[Point annotation records]
--- BEGIN ---
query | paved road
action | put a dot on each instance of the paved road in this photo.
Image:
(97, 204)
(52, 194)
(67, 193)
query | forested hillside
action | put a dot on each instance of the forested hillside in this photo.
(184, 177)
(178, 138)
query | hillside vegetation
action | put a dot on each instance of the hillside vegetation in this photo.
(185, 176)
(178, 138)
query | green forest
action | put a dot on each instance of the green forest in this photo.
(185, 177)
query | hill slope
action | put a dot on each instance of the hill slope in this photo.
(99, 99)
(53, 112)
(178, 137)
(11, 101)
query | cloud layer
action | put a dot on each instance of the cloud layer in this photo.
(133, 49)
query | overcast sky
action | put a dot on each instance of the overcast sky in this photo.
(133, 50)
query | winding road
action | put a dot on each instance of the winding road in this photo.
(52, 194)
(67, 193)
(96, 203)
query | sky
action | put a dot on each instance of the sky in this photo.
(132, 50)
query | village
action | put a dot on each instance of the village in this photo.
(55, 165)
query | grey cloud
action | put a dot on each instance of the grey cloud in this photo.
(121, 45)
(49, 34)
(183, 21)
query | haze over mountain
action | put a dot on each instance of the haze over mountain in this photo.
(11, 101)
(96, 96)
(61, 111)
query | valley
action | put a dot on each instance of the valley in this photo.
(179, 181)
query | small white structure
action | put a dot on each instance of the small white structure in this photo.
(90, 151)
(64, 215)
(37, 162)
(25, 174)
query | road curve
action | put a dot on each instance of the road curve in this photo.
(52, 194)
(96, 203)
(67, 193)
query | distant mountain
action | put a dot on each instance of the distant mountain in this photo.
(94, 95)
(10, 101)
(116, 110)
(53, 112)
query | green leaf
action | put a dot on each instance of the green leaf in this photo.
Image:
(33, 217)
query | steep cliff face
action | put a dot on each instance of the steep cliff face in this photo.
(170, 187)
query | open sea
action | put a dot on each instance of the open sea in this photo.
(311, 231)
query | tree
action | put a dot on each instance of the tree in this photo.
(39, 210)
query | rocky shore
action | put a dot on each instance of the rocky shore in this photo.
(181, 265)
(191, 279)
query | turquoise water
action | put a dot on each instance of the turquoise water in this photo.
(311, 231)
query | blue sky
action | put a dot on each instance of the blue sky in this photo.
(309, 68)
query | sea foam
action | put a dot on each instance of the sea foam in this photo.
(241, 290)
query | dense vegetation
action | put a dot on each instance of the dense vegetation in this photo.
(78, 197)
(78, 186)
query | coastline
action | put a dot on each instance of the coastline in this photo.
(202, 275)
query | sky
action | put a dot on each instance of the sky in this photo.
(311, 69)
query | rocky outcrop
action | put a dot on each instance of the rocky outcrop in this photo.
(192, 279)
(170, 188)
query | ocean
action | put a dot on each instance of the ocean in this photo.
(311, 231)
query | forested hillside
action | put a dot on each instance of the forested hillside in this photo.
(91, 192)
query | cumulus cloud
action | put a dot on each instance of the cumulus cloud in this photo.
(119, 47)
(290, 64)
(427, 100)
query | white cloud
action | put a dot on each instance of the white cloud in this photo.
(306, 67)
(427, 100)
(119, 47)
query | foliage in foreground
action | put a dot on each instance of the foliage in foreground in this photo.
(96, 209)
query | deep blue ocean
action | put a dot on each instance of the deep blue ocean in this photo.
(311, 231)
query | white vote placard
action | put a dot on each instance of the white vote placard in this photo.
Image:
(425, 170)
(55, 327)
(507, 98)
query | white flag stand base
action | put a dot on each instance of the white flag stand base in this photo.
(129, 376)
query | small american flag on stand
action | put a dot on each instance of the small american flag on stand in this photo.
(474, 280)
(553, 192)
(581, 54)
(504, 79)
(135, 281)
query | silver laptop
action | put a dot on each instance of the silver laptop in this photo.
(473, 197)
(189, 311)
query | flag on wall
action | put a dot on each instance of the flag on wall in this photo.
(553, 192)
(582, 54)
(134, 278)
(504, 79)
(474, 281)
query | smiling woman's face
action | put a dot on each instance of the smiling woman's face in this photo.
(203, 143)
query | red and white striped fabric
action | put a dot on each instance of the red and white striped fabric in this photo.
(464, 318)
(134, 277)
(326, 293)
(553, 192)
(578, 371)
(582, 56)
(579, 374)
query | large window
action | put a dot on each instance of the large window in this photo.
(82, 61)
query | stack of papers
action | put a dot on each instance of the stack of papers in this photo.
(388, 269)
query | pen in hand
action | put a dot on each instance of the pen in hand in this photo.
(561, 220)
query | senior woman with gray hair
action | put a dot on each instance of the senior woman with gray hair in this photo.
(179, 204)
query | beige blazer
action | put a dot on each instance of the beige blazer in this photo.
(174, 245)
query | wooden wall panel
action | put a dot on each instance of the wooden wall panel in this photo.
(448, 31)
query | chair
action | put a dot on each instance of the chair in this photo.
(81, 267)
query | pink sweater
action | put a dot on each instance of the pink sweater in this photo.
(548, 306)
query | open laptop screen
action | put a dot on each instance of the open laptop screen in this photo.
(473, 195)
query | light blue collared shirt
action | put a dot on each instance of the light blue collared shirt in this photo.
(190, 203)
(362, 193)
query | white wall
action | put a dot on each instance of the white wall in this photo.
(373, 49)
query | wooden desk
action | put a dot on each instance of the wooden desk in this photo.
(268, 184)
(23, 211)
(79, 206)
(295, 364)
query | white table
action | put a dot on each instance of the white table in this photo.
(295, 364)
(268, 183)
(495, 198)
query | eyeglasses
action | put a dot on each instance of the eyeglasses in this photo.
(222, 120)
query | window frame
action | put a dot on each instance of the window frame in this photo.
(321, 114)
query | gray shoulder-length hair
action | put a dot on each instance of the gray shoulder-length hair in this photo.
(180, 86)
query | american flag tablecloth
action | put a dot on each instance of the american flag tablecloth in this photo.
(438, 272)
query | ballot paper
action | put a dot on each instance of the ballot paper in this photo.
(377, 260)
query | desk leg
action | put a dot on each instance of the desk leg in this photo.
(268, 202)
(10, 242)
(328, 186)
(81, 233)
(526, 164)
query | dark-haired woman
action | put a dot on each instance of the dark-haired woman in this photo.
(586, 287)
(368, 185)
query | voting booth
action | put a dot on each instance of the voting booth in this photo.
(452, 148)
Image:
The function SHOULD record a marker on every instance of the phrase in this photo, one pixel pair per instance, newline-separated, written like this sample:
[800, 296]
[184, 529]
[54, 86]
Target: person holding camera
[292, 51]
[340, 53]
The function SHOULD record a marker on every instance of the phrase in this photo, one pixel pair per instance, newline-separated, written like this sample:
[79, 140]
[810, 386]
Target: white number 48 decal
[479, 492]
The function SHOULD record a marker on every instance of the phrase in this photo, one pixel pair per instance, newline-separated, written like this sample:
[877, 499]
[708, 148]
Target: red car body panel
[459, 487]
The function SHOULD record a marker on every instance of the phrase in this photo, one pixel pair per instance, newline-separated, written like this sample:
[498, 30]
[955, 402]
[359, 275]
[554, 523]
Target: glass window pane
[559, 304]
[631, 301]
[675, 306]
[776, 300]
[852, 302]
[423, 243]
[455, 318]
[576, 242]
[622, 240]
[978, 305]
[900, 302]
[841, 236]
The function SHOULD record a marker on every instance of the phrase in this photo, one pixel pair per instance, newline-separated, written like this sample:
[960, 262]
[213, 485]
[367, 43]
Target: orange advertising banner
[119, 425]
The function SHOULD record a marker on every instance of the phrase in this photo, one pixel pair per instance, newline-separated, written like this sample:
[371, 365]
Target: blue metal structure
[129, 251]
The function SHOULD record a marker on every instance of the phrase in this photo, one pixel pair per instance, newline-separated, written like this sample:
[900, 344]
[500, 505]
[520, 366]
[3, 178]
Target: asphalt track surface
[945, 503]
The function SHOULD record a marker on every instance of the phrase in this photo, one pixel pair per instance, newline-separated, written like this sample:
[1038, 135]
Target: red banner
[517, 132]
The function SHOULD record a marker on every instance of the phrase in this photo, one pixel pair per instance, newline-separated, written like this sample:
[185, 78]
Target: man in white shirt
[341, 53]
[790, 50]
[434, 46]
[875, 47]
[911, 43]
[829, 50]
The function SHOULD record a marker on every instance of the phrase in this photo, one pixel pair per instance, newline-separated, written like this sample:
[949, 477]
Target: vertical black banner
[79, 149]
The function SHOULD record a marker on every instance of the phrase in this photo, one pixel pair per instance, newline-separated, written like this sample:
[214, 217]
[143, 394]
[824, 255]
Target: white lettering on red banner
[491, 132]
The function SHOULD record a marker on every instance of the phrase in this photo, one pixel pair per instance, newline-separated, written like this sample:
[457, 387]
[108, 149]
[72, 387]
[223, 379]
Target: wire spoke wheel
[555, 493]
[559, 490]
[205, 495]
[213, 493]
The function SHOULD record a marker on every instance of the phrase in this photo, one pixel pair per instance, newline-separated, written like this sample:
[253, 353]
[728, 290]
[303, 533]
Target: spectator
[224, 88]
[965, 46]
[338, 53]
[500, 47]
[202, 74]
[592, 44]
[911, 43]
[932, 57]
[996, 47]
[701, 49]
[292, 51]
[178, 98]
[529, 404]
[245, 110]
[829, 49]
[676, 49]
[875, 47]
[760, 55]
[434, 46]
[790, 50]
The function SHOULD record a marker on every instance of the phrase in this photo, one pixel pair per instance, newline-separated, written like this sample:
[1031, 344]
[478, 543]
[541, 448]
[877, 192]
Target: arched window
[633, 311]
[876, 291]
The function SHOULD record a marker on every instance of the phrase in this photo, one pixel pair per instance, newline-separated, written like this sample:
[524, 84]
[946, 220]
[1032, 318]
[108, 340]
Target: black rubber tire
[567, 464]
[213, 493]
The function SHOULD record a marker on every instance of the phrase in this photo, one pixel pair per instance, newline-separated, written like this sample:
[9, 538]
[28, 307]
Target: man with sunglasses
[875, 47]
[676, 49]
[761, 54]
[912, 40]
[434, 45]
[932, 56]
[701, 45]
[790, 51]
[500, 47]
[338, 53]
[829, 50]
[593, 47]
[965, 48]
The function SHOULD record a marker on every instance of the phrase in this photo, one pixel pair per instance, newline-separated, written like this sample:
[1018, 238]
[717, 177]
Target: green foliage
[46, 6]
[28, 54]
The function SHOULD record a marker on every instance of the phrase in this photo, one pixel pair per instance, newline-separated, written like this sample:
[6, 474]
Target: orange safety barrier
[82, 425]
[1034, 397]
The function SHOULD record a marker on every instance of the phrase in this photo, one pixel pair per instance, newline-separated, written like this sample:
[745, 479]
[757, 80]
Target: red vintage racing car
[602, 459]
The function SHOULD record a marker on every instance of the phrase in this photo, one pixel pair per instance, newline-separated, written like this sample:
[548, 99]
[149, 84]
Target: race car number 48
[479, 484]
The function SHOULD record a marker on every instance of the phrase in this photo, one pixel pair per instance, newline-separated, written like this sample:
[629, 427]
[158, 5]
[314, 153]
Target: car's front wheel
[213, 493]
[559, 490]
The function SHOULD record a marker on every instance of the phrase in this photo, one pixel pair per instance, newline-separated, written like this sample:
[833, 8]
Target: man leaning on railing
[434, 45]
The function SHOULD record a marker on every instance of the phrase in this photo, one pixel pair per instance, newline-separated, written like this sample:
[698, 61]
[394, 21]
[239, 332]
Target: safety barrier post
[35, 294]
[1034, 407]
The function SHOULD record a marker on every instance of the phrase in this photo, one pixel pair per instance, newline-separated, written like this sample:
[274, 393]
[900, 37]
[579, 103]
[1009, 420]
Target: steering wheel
--- END ---
§ Set problem: Please pick out every line in the items that contains the string "cloud" and copy each one.

§ Finished answer:
query | cloud layer
action | put a dot on each instance of the cloud layer in this photo.
query | grey cloud
action | put a dot on each instance of the grey cloud in this photo.
query | cumulus cloud
action | put a dot on each instance of the cumulus cloud in this photo.
query | white cloud
action | put a dot on each instance of the white cloud in this photo.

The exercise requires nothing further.